SET PROBLEM | Please copy the data word for word, from the line containing "Kindly give the mask of every instance of the <item>beige" through the line containing "M102 109L100 60L92 58L90 60L91 110Z", both of those lines included.

(Dataset records)
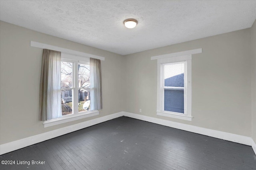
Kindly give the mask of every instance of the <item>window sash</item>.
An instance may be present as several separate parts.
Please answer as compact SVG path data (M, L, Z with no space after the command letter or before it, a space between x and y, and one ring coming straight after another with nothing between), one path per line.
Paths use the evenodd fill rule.
M172 87L165 86L164 85L164 65L170 64L178 64L184 63L184 87ZM186 61L182 61L179 62L168 62L167 63L162 63L160 64L161 66L161 87L162 89L161 92L161 104L160 111L167 112L169 113L173 113L175 114L178 114L183 115L187 115L187 95L186 95L186 87L187 87L187 62ZM174 111L170 111L164 110L164 90L165 89L173 89L173 90L183 90L184 91L184 113L175 112Z

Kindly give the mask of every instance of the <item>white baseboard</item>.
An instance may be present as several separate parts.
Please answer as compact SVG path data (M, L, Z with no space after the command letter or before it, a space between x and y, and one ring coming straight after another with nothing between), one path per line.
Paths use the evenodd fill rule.
M122 112L117 113L1 145L0 155L111 120L122 116L123 114Z
M252 147L253 151L254 151L254 153L256 155L256 144L252 139Z
M214 137L226 141L252 146L252 138L233 133L224 132L192 125L156 118L131 113L123 112L124 115L169 127L184 130L201 135Z
M198 127L161 119L121 111L71 126L0 145L0 155L61 136L121 116L125 116L169 127L252 146L256 154L256 144L250 137Z

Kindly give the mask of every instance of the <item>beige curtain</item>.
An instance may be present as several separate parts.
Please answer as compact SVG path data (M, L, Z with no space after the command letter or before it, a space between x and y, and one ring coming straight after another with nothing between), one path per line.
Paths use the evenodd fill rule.
M61 116L61 52L44 49L39 96L39 120Z
M102 109L100 60L92 58L90 60L91 110Z

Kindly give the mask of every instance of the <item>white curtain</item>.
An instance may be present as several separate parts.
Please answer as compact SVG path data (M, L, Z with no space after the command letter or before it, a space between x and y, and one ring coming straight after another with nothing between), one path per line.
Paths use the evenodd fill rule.
M61 116L61 52L44 49L39 100L39 120Z
M92 58L90 60L91 110L102 109L100 60Z

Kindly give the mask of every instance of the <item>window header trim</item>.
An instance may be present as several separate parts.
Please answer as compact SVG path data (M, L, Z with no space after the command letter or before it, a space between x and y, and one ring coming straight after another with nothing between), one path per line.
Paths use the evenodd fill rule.
M157 60L158 59L165 59L166 58L172 57L173 57L180 56L195 54L202 53L202 49L194 49L193 50L188 50L186 51L178 52L177 53L171 53L169 54L164 54L162 55L156 55L151 57L151 60Z
M105 61L105 57L98 55L94 55L93 54L88 54L88 53L83 53L80 51L71 50L70 49L66 49L58 46L49 45L48 44L44 44L38 43L38 42L30 41L30 46L34 47L40 48L41 49L46 49L52 50L55 50L60 51L66 54L74 55L86 58L93 58L94 59L98 59L102 61Z

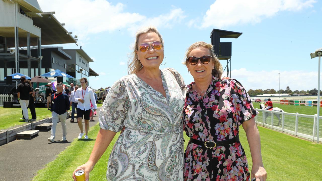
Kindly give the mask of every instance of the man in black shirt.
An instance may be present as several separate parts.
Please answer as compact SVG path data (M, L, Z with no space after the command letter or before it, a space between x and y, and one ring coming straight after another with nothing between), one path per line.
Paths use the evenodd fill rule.
M65 86L65 91L66 92L66 94L68 95L69 95L70 94L69 93L70 92L69 89L68 89L68 88L67 86Z
M20 77L21 83L19 84L17 87L17 91L18 92L18 100L22 109L23 114L24 118L24 122L28 122L29 119L27 107L29 104L30 94L33 93L33 91L30 86L25 82L25 80L26 77L24 76Z
M62 92L63 84L62 82L57 84L56 93L52 95L51 106L50 111L52 112L52 127L51 135L48 138L48 140L52 143L55 142L55 134L56 131L56 126L58 120L60 120L62 127L62 141L66 141L67 129L66 128L66 117L67 111L69 110L69 99L67 94Z
M49 108L49 104L52 102L52 84L47 84L47 87L46 88L46 99L47 99L47 110L50 110Z

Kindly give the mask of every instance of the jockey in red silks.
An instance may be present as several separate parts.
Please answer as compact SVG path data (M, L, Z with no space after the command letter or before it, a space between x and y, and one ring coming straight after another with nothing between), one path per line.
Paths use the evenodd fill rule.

ANSWER TO THIS EXERCISE |
Kindly give the mask of every instance of the <item>beige curtain</item>.
An instance may be present as several separate parts.
Please answer as compact SVG path data (M, L, Z with no space after the command letter or before it, a space between x and y, and one ring coming straight after another with nothing between), one path per line.
Paths use the evenodd fill rule.
M61 116L61 52L44 49L39 96L39 120Z
M102 109L100 60L92 58L90 60L91 110Z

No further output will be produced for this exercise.